Page>
# dancable flooring



## KennyLogin (Aug 26, 2008)

I want a flooring for my garage that is danceable but also not destroyed by having cars parked on it, what would be the most fashionable option?


----------



## St. Paul (Aug 26, 2008)

you want a garage floor to park your car on and on weekends you plan on moving the car out and having dance parties? sounds cool. although i am not sure if there is a floor that works out for both situations.


----------



## tectonicfloors (Jan 16, 2012)

There are many modular flooring company's who you can buy from to create a danceable look. If you want it done in epoxy, then you will need an experienced industrial coating company to install it for you.


----------



## havasu (Jan 16, 2012)

tectonicfloors said:


> There are many modular flooring company's who you can buy from to create a danceable look. If you want it done in epoxy, then you will need an experienced industrial coating company to install it for you.



Or do it yourself like 99% of the viewers here do!


----------



## RaceDeck (Feb 23, 2012)

check out http://www.snaplockdancefloors.com for portable dance floors that are for indoor and outdoor use.


----------



## havasu (Feb 23, 2012)

Nice to know there is a source for these dance floors. Are they just for purchase, or do you rent them as well?


----------

Given request 1> Write out, word for word, the stretch of the garage flooring thread from "## KennyLogin (Aug" through "for both situations.".
Given request 2> According to the garage flooring thread, who should install the floor if it is done in epoxy?
The records after this thread come from a separate source.

Data shown>
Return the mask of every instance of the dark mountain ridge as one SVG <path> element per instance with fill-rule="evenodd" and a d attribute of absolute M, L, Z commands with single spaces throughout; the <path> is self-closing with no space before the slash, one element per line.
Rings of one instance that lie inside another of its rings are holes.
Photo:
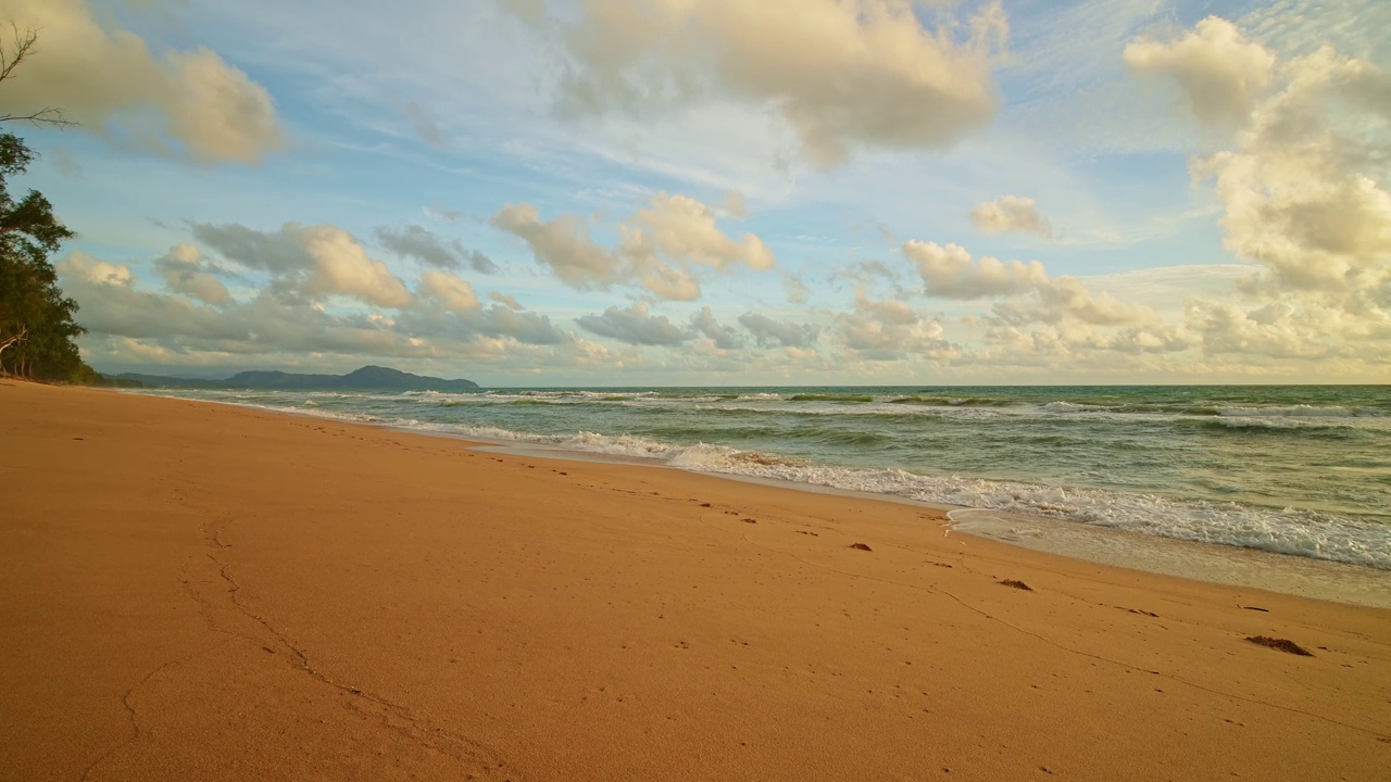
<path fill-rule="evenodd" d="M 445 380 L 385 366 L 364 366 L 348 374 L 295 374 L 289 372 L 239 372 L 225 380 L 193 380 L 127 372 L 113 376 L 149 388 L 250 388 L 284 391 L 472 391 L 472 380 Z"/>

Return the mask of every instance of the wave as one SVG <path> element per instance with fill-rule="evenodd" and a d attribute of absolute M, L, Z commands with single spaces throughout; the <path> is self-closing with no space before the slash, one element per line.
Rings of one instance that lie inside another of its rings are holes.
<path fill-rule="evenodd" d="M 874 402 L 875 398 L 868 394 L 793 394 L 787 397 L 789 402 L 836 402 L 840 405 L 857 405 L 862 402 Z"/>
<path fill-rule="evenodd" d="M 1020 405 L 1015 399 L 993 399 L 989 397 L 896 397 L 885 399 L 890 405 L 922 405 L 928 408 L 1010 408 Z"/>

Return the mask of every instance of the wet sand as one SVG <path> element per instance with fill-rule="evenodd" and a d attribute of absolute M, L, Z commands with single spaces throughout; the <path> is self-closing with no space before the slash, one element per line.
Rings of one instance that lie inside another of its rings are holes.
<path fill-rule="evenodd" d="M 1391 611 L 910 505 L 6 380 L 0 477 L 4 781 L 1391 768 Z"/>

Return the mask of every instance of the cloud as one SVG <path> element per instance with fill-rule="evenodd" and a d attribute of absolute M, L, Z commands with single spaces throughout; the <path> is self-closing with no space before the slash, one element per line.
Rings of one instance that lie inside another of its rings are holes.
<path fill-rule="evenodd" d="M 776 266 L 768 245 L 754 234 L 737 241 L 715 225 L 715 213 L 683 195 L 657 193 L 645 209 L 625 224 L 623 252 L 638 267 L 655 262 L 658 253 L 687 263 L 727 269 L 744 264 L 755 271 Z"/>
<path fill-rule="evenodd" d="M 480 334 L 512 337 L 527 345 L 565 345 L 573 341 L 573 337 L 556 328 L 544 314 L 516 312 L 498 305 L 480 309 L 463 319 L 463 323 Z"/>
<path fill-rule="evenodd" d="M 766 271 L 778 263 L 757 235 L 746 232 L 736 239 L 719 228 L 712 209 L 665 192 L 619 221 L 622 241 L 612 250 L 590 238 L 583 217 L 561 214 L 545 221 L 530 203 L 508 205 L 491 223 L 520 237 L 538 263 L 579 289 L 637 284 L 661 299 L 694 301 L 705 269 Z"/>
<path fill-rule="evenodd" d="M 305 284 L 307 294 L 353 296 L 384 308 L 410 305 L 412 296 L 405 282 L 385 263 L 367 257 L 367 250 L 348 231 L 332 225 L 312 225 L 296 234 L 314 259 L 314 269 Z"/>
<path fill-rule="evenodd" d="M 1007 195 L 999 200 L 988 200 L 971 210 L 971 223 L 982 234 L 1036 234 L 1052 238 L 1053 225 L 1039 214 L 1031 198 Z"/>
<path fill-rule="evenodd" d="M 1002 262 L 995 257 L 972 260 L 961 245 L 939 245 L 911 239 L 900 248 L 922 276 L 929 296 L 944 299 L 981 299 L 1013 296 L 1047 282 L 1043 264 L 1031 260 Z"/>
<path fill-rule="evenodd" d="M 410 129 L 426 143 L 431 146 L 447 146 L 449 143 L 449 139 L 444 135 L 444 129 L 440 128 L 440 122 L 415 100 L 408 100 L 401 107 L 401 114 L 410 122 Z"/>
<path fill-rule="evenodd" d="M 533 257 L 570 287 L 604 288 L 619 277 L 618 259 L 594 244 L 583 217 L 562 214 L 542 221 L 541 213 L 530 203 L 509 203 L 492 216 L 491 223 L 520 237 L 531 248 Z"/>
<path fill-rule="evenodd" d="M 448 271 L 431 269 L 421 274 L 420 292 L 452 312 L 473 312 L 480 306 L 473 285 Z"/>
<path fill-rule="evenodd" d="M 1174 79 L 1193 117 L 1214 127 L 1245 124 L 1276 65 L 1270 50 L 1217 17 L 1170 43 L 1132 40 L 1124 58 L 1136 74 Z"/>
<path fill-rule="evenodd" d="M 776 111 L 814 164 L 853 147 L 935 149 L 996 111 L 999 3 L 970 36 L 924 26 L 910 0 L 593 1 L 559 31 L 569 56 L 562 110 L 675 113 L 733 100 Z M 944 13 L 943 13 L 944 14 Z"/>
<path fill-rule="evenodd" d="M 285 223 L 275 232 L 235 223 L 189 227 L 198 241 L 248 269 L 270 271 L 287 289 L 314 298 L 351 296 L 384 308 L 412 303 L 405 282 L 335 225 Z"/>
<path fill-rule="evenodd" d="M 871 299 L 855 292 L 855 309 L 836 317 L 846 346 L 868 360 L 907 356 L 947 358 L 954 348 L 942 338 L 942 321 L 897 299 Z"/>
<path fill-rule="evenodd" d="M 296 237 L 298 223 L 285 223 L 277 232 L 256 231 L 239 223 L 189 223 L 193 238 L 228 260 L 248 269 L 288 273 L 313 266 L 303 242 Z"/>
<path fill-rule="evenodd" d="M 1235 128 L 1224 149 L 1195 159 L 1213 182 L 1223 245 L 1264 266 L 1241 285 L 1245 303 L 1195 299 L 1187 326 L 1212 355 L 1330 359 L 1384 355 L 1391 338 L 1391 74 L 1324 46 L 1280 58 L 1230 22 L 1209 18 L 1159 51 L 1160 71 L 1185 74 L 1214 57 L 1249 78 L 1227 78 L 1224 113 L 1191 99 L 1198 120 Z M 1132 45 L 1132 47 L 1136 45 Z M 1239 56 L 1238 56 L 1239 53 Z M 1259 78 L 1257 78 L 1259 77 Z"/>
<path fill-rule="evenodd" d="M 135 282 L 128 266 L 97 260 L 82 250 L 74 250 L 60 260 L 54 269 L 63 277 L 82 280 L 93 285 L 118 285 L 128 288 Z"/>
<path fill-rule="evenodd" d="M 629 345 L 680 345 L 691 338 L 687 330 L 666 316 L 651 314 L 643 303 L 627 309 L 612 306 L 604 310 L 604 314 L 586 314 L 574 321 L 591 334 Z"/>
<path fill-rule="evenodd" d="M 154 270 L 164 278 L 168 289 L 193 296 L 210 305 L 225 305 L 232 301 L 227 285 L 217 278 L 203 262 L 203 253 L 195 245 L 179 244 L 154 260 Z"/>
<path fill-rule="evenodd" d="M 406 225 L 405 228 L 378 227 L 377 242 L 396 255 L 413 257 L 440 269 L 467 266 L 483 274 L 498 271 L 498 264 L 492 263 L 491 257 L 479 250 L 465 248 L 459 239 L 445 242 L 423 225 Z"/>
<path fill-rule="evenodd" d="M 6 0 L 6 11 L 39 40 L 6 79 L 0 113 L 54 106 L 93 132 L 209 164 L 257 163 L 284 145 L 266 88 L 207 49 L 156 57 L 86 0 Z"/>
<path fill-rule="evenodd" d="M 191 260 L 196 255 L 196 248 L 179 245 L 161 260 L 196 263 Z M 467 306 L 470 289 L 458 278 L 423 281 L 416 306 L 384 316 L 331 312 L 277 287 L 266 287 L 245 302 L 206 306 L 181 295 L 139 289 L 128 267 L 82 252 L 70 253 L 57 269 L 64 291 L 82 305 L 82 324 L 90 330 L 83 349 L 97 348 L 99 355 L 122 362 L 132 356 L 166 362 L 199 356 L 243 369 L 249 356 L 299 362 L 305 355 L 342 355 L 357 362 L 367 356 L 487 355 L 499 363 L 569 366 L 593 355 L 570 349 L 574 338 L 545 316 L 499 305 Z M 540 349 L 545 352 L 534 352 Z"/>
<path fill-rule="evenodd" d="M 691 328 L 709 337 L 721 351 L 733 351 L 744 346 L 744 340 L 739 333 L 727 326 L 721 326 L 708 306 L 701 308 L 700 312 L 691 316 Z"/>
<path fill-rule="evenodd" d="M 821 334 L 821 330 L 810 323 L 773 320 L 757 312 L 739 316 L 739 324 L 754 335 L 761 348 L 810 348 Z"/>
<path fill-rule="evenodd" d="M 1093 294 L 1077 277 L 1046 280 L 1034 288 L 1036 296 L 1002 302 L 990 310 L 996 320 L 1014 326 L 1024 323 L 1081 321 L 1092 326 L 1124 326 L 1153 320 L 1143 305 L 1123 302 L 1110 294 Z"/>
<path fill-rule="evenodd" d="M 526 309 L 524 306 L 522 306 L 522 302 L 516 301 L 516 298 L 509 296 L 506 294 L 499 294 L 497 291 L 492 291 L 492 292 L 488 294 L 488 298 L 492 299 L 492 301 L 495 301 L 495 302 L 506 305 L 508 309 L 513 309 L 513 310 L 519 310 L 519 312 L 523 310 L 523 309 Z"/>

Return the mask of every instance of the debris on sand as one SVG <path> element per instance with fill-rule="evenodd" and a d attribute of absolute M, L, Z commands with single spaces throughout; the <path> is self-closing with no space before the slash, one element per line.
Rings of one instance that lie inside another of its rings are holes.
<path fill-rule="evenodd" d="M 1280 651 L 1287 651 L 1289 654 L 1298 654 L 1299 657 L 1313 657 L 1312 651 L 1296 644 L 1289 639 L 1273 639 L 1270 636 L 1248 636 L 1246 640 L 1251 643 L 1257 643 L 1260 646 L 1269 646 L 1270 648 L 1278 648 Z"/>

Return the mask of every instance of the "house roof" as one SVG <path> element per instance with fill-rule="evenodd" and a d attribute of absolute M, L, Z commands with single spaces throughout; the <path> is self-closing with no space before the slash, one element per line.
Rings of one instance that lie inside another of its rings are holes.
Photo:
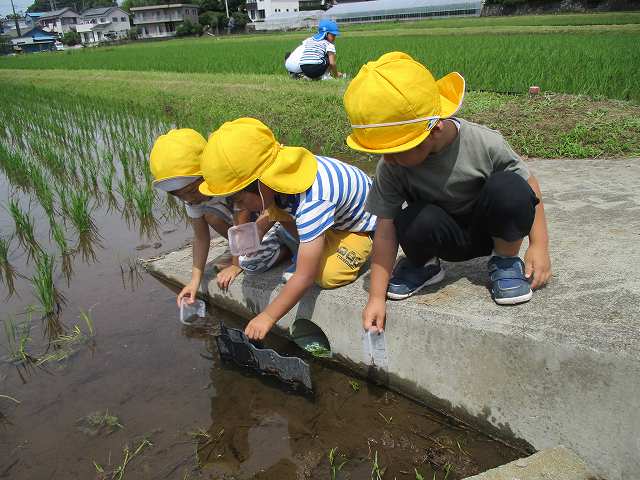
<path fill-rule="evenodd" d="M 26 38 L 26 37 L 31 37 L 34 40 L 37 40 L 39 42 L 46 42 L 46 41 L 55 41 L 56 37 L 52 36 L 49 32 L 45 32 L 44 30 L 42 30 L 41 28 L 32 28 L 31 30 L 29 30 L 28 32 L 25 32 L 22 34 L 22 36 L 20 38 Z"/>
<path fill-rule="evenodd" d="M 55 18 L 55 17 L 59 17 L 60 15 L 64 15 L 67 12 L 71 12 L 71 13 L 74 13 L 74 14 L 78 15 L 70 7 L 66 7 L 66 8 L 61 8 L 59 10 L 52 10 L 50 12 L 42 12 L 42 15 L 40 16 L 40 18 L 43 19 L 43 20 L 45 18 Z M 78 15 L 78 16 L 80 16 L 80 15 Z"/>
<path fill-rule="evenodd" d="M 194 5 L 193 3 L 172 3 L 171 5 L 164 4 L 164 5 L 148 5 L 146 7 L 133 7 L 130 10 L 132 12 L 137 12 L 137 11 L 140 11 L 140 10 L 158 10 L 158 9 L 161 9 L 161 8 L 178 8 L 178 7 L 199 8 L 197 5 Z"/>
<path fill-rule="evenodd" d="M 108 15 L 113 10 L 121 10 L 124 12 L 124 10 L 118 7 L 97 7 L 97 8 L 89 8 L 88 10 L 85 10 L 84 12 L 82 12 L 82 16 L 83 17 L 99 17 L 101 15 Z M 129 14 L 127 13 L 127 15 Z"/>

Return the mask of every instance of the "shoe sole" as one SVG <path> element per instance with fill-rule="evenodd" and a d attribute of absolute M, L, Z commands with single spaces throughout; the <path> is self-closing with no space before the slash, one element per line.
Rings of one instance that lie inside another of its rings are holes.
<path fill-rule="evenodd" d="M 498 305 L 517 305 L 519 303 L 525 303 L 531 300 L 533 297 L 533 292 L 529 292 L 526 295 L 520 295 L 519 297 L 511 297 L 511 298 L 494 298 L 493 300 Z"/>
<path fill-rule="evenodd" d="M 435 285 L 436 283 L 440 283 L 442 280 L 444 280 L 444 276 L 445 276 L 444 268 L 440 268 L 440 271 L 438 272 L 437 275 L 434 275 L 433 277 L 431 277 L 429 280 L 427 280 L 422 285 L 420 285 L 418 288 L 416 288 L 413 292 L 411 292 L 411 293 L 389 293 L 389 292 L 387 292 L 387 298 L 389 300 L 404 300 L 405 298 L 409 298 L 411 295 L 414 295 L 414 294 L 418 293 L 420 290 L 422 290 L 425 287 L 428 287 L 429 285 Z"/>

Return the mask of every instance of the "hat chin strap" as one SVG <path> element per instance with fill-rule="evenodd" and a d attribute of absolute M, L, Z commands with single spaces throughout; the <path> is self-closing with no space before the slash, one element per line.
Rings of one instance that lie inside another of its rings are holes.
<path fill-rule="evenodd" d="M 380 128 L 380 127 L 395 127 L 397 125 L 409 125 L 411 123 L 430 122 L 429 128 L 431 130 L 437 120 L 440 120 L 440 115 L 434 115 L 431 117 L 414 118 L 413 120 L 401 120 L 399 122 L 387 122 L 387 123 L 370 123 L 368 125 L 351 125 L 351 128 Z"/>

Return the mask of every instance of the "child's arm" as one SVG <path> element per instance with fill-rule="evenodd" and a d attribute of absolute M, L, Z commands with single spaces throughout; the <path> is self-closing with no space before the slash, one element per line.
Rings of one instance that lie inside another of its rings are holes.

Complete answer 1>
## KennyLogin (Aug 26, 2008)

I want a flooring for my garage that is danceable but also not destroyed by having cars parked on it, what would be the most fashionable option?


----------



## St. Paul (Aug 26, 2008)

you want a garage floor to park your car on and on weekends you plan on moving the car out and having dance parties? sounds cool. although i am not sure if there is a floor that works out for both situations.

Complete answer 2> An experienced industrial coating company.